THINGS TO DO -
**A)** In the survey methods text, how many people were interviewed face-to-face?
**B)** Please extract the passage of the survey methods text from "Also there were" up to and including "be published separately.".

Participants and procedure
We conducted a cross-sectional representative survey of the German population between August 19th and September 19th 2016 regarding attitudes, perceptions and behaviours referring to PNE. Face-to-face interviews of approximately 30 min length were conducted in 1128 people at participant’s place (minimum age: 18 years). The individuals were selected by the “Institut für Demoskopie Allensbach” as they met criteria of the quota sample based on the German official statistics regarding central socio-demographic factors . This procedure was chosen to increase the generalizability of the results for the German population. Participants were informed by professional interviewers about the objectives of the study, the procedure of data storage and confirmed their voluntary participation verbally. To help to assure confidentiality, there was no written consent. To ensure that each question is comprehensible, the standardized questionnaire was pretested and optimised.
The interviewers were trained uniformly to answer further questions if necessary for example if there were uncertainties in the understanding of terms such as “better cognitive performance”. Hence they especially clarified that the questions regarding PNE do not concern the intake of medication by doctor’s prescription. The questionnaire included a section assessing socio-demographic data such as gender, age, school education, current or last professional position, employment status, working hours, shift work, federal state of residence, size place of residence and soft enhancer intake.
Also there were questions regarding the perception of the topic PNE in the media, ethical questions and socio-psychological aspects which will be published separately.

DATA EXCERPT -
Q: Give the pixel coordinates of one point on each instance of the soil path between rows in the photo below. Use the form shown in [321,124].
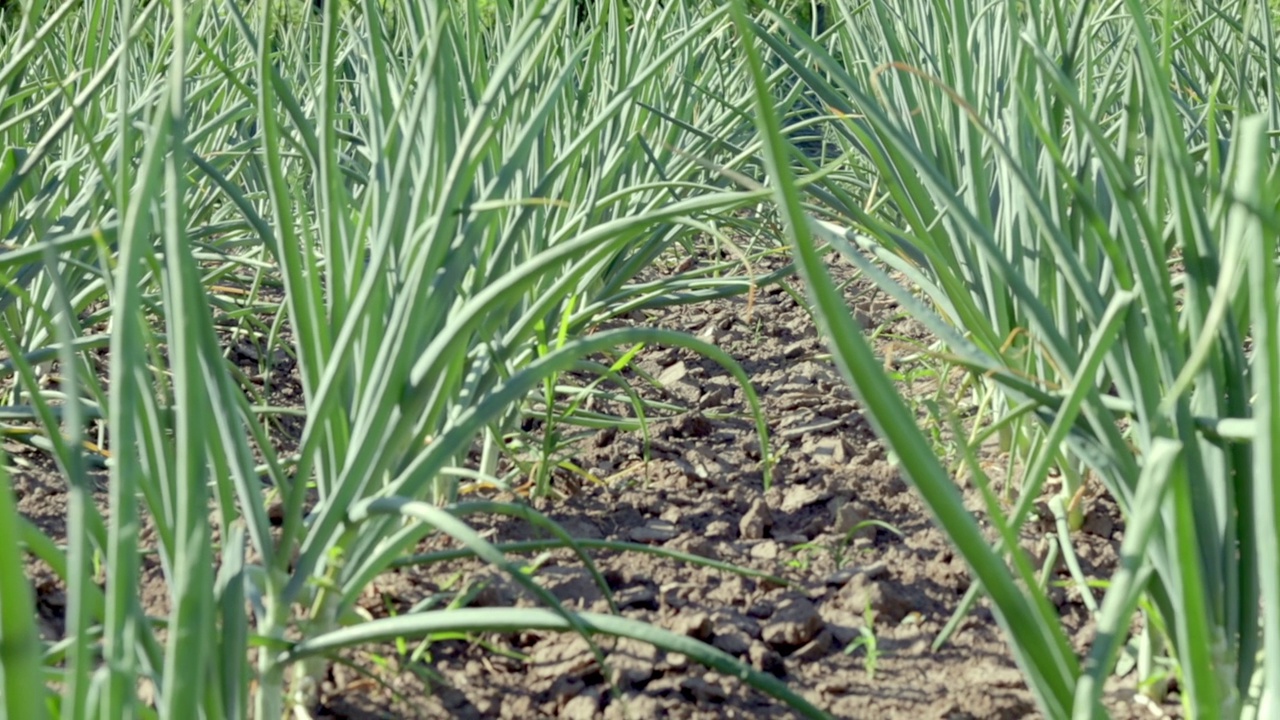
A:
[694,484]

ANSWERS FOR THE EXERCISE -
**A)** 1128 people

**B)**
Also there were questions regarding the perception of the topic PNE in the media, ethical questions and socio-psychological aspects which will be published separately.